::: TESTO FORNITO

L’attività del sensor-lab dell’IBM nell’ambito delle interfacce bioelettroniche non si limita allo sviluppo di queste innovative matrici di elettrodi 3D. In collaborazione con il laboratorio di Dispositivi Elettronici Avanzati dell’Università di Cagliari, infatti, è attualmente in corso la realizzazione di nuovi dispositivi basati su particolari transistor organici per applicazioni elettrofisiologiche in vitro. Il dispositivo cardine di questa nuova categoria di sensori viene chiamato Organic Charge Modulated FET (OCMFET), un versatile sensore di carica sviluppato presso il DEAlab. L’aspetto più interessante di questo dispositivo organico, basato non su semiconduttori cristallini convenzionali ma su particolari materiali semiconduttori costituiti prevalentemente da carbonio, è la sua estrema flessibilità unita alla biocompatibilità ed economicità. La sua particolare struttura a gate flottante fa dell’OCMFET un sensore di carica estremamente sensibile e i parametri che possono essere rilevati dipendono dal modo in cui una particolare zona del dispositivo, chiamata area sensibile, viene fabbricata. Questo fa dell’OCMFET un interessante candidato per la realizzazione di innovative piattaforme multi-sensing per applicazioni elettrofisiologiche sia in vivo che in vitro, capaci di monitorare simultaneamente diversi parametri d’interesse biomedico quali l’attività elettrica cellulare e il pH, ma anche temperatura, stress meccanico e pressione. Il dispositivo attualmente in fase di progettazione e realizzazione, chiamato Micro OCMFET Array (MOA), è realizzato su materiali plastici flessibili e biocompatibili ed è costituito da 56 OCMFET progettati in maniera da unire in un solo substrato sensori di attività elettrica e sensori di pH dedicati al monitoraggio dell’attività metabolica cellulare. Questo è specificatamente progettato per lo studio in vitro di reti neurali, sia 2D che 3D, in quanto si propone come alternativa flessibile ed economica a dispositivi in commercio.
Poter disporre di un modello di cervello in vitro, allo stato delle conoscenze attuali, ci consente di facilitare ed accelerare la ricerca in più ambiti scientifici: il farmacologico, la neuroscienza, la neuroingegneria, la biomedica, ecc. Tuttavia, sappiamo ancora poco, in quanto le varie funzioni cerebrali risultano dinamiche e cambiano su una scala di millisecondi e, anche se si sono fatti enormi passi avanti, le tecniche risultano ancora statiche. Quando si riuscirà a emulare determinate funzioni allora si potrà puntare alla realizzazione di un dispositivo che cambierà le nostre vite.

::::::
::: CONTENUTO DEL DATASET

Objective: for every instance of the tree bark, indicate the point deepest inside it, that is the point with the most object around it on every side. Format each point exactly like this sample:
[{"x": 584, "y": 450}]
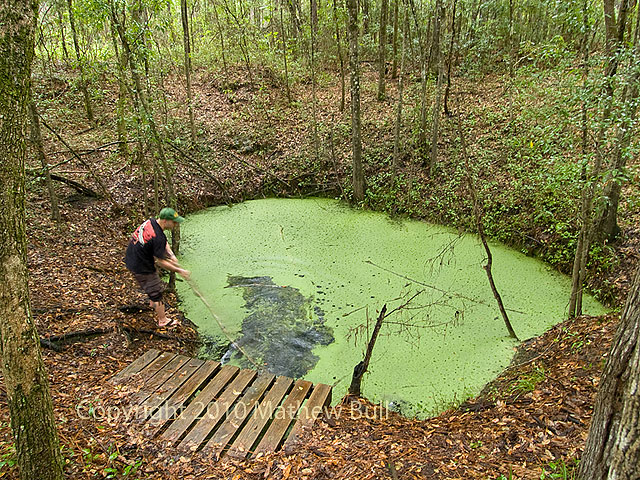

::::::

▸ **CONSEGNA**
Dal testo sui sensori organici OCMFET, trascrivi parola per parola il brano che parte dalle parole "Poter disporre di" e si chiude dopo "le nostre vite.".

▸ **RISPOSTA QUI SOTTO**
Poter disporre di un modello di cervello in vitro, allo stato delle conoscenze attuali, ci consente di facilitare ed accelerare la ricerca in più ambiti scientifici: il farmacologico, la neuroscienza, la neuroingegneria, la biomedica, ecc. Tuttavia, sappiamo ancora poco, in quanto le varie funzioni cerebrali risultano dinamiche e cambiano su una scala di millisecondi e, anche se si sono fatti enormi passi avanti, le tecniche risultano ancora statiche. Quando si riuscirà a emulare determinate funzioni allora si potrà puntare alla realizzazione di un dispositivo che cambierà le nostre vite.